• _GIVEN TEXT_:

The New York Times brought me to tears this morning, which doesn’t happen very often. I haven’t even been skimming it lately, to tell the truth. Aside from being busy, I haven’t felt the need to read one more article on AIG. But the murder of three police officers in two different incidents at the hands of an IRA faction sent me to the Times and this opinion piece by David Park, which describes how people in Northern Ireland reacted to the possibility of resumed violence:
Across towns and cities people of all traditions assembled to protest in dignified but powerful silence. There was a constant reiteration that what had been achieved could not now be lost, that a peace process, for all its problems, could not be usurped and subverted by the gun.
Park goes on to describe the united condemnation of politicians who a decade or two ago were sworn enemies.

• _TASK 1_: Extract every line of the listing below that contains the string "yellow", matching case exactly.

• _INFORMATION GIVEN_:
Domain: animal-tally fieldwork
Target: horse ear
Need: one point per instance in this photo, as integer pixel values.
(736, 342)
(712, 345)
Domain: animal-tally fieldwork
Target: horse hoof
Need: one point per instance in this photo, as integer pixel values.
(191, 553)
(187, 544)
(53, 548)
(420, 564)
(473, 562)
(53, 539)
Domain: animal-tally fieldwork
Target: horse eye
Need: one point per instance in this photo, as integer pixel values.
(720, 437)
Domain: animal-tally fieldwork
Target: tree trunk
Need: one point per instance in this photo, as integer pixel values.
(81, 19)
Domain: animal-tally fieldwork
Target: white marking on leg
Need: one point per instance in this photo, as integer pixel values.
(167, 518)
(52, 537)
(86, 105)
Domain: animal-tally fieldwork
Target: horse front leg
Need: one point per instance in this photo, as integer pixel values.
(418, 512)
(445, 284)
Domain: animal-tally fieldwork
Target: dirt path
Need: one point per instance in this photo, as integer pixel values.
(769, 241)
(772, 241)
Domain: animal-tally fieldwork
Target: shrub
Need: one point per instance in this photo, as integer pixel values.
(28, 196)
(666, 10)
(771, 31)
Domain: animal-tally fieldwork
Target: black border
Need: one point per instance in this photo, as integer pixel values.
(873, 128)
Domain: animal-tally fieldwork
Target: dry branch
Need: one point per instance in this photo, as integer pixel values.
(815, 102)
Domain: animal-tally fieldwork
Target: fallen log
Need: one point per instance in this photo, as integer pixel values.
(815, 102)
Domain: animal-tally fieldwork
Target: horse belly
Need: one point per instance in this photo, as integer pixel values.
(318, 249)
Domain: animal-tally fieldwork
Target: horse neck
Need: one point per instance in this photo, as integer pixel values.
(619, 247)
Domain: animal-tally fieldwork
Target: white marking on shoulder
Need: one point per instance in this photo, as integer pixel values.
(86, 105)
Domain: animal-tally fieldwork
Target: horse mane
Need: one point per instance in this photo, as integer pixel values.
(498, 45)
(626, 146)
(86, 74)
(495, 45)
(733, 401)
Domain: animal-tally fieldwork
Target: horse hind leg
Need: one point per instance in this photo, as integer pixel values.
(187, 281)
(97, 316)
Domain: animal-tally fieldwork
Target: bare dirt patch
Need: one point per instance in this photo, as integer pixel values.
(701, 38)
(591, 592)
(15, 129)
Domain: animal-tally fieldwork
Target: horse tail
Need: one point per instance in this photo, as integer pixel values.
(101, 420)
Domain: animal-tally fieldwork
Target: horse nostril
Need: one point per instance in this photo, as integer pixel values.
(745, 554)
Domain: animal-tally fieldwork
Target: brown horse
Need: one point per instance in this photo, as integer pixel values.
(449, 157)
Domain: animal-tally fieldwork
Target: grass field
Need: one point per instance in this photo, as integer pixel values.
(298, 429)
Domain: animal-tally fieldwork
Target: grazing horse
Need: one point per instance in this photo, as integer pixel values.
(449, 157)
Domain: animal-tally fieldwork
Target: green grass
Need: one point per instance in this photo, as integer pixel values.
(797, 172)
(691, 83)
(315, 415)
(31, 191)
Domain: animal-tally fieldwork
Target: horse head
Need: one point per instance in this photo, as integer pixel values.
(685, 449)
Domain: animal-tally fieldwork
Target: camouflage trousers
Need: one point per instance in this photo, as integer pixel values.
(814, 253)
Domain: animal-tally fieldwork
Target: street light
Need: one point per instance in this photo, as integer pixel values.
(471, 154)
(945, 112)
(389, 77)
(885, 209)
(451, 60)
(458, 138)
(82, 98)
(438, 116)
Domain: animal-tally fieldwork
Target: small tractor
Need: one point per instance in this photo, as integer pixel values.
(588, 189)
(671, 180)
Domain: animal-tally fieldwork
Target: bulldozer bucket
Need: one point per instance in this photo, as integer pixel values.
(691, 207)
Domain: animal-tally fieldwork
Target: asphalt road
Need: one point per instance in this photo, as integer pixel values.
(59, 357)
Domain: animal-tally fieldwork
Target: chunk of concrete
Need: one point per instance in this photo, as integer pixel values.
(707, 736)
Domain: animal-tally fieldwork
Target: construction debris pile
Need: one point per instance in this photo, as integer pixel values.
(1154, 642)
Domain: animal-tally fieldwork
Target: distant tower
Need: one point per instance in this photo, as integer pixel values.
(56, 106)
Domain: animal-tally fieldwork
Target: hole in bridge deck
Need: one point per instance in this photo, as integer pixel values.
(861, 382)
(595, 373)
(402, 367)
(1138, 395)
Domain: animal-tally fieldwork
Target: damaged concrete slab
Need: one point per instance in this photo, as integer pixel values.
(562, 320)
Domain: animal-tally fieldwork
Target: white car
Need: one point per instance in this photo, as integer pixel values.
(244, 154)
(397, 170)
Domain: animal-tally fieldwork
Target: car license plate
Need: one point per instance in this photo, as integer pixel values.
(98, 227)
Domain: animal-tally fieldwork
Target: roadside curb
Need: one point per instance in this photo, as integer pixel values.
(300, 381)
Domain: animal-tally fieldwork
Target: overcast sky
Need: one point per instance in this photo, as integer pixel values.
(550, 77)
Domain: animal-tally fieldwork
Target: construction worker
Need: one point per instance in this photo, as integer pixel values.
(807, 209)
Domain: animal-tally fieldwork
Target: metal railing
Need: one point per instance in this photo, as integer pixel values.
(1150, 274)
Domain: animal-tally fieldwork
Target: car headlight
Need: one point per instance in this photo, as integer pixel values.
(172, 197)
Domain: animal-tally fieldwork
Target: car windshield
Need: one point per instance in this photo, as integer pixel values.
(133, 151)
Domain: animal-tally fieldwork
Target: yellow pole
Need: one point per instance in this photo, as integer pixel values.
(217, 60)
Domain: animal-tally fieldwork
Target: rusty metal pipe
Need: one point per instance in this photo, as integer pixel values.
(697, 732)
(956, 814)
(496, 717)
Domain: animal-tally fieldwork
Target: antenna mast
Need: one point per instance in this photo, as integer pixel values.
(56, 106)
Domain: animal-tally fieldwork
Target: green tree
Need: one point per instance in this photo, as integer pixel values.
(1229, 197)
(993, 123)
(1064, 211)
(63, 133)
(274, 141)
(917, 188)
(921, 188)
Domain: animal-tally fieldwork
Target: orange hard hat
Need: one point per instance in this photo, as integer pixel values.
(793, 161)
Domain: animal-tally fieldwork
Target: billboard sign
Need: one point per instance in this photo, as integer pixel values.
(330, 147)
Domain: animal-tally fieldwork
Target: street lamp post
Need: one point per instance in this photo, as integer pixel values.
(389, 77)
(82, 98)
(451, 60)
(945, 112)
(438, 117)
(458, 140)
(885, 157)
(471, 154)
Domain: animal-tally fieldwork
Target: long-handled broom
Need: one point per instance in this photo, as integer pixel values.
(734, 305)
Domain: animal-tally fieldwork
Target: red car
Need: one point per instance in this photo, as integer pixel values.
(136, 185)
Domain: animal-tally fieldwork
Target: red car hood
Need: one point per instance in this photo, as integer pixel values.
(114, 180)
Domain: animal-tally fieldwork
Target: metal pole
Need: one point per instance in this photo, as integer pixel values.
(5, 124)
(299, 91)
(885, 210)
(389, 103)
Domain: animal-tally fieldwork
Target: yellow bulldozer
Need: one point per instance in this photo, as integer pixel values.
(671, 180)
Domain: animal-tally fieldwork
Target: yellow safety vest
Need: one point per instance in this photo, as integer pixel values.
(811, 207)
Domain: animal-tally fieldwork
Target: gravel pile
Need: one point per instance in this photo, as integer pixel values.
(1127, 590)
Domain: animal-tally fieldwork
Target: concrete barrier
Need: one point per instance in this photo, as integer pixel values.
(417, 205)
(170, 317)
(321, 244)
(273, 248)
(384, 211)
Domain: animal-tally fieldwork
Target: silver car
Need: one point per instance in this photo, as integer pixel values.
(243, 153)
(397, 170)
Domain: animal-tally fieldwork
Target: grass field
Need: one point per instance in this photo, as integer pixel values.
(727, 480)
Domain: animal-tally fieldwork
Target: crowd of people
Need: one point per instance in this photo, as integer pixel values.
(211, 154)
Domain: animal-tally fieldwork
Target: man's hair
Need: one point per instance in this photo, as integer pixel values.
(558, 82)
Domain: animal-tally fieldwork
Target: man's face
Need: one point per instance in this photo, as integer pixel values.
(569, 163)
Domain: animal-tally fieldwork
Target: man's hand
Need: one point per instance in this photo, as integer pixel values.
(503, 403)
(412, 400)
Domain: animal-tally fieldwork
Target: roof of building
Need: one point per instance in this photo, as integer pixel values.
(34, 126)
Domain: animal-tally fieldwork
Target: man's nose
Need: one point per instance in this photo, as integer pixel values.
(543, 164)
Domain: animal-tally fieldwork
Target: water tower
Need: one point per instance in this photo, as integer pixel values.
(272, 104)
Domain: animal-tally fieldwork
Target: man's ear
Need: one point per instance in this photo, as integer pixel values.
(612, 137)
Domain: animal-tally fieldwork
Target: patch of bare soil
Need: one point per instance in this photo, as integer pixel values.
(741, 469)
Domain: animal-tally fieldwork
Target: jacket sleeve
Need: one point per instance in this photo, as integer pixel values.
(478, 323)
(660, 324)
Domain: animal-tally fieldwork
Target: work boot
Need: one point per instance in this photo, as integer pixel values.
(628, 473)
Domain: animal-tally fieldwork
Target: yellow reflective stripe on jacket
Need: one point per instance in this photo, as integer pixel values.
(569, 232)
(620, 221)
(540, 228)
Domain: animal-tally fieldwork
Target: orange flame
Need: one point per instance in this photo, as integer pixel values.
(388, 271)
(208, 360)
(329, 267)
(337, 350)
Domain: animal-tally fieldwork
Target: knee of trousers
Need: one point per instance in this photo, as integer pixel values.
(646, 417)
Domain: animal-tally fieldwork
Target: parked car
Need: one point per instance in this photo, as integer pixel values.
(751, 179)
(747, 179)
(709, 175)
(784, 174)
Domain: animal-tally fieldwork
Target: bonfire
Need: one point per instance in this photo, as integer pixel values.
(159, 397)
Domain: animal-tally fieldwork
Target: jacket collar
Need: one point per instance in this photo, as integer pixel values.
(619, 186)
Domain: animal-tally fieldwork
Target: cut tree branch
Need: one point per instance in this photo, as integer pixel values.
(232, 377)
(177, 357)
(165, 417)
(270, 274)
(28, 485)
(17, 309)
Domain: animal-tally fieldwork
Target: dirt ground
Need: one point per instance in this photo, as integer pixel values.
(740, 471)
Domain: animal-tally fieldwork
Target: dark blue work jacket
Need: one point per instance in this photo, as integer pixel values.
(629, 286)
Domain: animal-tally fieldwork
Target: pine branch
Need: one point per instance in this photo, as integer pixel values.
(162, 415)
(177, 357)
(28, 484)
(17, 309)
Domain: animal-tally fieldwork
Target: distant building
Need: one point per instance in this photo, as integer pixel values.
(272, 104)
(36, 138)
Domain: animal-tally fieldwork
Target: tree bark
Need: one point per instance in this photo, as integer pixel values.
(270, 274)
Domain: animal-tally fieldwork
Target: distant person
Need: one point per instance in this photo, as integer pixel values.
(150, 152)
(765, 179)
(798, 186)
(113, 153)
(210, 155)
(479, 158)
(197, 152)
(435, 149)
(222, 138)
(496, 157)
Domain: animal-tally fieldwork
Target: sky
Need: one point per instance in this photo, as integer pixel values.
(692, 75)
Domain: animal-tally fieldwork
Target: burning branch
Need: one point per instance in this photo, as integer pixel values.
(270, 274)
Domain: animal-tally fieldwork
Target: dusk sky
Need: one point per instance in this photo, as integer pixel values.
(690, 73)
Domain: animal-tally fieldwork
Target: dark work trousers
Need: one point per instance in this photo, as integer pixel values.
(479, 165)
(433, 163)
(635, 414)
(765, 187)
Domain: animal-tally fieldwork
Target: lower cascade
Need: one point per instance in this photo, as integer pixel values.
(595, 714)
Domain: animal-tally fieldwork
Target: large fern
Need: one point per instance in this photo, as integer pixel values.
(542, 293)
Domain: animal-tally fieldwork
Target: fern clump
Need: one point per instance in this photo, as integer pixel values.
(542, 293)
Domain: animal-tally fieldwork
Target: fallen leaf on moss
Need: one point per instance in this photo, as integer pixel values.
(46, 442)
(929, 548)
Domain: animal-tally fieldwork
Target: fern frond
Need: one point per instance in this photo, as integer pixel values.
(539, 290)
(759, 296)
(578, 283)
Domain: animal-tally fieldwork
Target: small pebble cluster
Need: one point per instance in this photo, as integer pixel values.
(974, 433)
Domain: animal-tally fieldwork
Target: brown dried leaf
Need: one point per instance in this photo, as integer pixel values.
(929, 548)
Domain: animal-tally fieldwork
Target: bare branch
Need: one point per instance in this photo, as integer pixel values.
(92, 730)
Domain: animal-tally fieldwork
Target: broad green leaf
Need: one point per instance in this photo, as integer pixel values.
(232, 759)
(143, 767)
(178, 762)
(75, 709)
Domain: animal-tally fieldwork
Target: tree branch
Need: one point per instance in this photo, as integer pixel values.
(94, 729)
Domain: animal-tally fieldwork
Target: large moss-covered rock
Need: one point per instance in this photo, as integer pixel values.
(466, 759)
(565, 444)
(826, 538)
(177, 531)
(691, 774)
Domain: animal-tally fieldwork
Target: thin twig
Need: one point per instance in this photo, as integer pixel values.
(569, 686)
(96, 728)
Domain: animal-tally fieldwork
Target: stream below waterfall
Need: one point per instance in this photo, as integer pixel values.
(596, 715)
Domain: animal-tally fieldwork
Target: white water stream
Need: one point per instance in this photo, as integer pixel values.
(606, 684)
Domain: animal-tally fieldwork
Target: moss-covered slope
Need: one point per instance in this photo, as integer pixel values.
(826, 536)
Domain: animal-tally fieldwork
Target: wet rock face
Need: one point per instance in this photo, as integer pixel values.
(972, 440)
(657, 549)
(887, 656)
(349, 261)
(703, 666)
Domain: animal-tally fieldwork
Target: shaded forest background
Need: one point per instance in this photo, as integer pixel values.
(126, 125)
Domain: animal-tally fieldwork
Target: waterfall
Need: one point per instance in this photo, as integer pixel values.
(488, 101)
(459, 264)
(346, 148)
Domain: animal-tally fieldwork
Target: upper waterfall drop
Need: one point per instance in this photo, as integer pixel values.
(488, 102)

• _TASK 2_: Write out the full passage above on Northern Ireland's reaction to the police murders, word for word.

• _EXPECTED ANSWER 1_:
Target: yellow pole
Target: yellow bulldozer
Target: yellow safety vest
Target: yellow reflective stripe on jacket

• _EXPECTED ANSWER 2_:
The New York Times brought me to tears this morning, which doesn’t happen very often. I haven’t even been skimming it lately, to tell the truth. Aside from being busy, I haven’t felt the need to read one more article on AIG. But the murder of three police officers in two different incidents at the hands of an IRA faction sent me to the Times and this opinion piece by David Park, which describes how people in Northern Ireland reacted to the possibility of resumed violence:
Across towns and cities people of all traditions assembled to protest in dignified but powerful silence. There was a constant reiteration that what had been achieved could not now be lost, that a peace process, for all its problems, could not be usurped and subverted by the gun.
Park goes on to describe the united condemnation of politicians who a decade or two ago were sworn enemies.